**Consigne:**
D'après la critique du film « Garde à vue », dites si chacune des trois affirmations suivantes est exacte ou non. Répondez par oui ou par non, puis citez tels quels les mots du texte qui tranchent.
1. Le film est de Claude Miller et date de 1981.
2. Romy Schneider tient dans ce film son dernier rôle.
3. Lors de leur première apparition, les visages de Martinaud et de sa femme sont en pleine lumière.

**Texte de la page:**
Publié le par Rosalie210

Claude Miller (1981)

Garde à vue

Il y a deux films en un dans "Garde à vue" et même peut-être trois:

- Un polar (des crimes, une enquête, des flics, un commissariat, un suspect).
- Un film noir. Tellement noir d'ailleurs qu'avant d'être exposé à la lumière, les visages de Martinaud (Michel SERRAULT) et de sa femme Chantal (Romy SCHNEIDER dans son avant-dernier rôle) restent dans l'ombre lorsqu'ils apparaissent pour la première fois. Une grande partie de l'enjeu du film consiste à éclairer leurs zones d'ombre. Film noir également par le fait que les deux membres de ce couple s'apparentent aux stéréotypes du genre: l'homme faible et la femme fatale (et vénale).

**Les données:**
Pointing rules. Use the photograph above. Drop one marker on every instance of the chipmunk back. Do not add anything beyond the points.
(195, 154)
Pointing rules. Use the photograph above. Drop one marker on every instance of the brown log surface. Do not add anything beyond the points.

**Résultat obtenu:**
1. Oui : « Claude Miller (1981) ».
2. Non : « dans son avant-dernier rôle ».
3. Non : « restent dans l'ombre lorsqu'ils apparaissent pour la première fois ».